PROBLEM STATEMENT
Your reply should hold exactly the lines from the one that contains "Point to the wood grain" through the end of the data. Repeat them word for word.

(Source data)
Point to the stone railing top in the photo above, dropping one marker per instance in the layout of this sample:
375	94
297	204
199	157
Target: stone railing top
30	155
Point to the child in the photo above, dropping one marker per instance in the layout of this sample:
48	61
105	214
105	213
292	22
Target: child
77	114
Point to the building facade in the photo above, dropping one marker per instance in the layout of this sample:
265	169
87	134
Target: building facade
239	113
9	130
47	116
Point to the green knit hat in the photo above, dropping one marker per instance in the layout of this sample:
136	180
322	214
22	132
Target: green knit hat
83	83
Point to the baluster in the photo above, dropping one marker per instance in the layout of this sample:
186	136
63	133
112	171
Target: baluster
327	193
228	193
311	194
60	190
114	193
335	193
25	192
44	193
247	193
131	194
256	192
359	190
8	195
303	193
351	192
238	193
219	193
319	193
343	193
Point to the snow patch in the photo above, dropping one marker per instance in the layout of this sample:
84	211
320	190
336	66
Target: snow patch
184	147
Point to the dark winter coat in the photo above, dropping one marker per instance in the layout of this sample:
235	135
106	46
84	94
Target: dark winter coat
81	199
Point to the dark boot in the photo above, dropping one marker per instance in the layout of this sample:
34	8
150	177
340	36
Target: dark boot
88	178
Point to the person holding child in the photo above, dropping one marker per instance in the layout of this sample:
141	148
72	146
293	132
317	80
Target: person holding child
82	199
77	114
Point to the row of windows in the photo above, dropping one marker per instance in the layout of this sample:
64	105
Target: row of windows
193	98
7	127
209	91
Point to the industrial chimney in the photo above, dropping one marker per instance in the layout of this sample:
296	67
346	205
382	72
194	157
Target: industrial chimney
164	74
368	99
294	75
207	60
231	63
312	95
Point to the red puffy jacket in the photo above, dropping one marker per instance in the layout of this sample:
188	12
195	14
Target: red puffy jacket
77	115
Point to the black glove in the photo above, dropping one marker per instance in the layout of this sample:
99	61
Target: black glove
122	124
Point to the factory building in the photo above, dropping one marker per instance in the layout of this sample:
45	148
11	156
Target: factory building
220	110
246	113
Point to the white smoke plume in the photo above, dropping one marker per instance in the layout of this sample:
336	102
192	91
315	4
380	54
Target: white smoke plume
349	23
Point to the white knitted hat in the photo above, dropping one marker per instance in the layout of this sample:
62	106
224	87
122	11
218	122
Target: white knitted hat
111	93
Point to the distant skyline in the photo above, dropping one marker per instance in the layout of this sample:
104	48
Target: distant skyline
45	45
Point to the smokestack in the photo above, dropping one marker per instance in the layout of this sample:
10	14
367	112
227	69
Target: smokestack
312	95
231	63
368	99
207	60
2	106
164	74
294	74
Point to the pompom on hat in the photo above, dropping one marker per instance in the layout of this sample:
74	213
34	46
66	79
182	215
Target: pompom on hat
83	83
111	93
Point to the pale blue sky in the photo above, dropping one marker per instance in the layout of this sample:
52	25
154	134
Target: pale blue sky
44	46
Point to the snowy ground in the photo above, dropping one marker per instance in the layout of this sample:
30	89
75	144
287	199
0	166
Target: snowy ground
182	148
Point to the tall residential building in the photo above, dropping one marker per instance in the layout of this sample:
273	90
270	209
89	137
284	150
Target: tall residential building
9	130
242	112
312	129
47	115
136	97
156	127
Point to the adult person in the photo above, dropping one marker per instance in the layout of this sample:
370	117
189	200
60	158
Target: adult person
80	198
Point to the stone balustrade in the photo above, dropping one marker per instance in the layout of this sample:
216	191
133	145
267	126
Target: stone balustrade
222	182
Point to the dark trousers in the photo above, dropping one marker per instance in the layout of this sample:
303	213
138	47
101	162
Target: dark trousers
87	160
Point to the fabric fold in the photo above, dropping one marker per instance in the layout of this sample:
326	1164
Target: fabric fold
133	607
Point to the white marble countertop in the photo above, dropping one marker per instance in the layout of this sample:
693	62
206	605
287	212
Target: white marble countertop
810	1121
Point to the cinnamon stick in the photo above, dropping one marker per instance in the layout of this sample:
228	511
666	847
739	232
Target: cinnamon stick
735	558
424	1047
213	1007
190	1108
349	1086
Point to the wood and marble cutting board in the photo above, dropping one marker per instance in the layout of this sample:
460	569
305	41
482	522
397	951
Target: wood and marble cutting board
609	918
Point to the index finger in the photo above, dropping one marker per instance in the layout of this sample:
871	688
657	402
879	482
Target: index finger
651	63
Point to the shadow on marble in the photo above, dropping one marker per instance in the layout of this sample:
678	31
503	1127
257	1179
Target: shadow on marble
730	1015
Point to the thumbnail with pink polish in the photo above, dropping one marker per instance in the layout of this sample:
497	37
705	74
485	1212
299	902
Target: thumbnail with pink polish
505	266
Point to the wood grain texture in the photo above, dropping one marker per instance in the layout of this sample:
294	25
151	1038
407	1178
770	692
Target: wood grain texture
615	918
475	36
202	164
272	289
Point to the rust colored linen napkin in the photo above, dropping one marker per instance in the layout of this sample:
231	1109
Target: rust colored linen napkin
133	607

TASK RESULT
Point to the wood grain texture in the photo above, dropping one marker per instance in the layout of this sample:
294	25
151	1038
407	1178
770	692
Target: wood grain texture
615	918
475	36
202	164
272	289
Point to the rust colored linen napkin in the photo above, dropping one marker per instance in the layout of this sample:
231	1109
Target: rust colored linen napkin
133	607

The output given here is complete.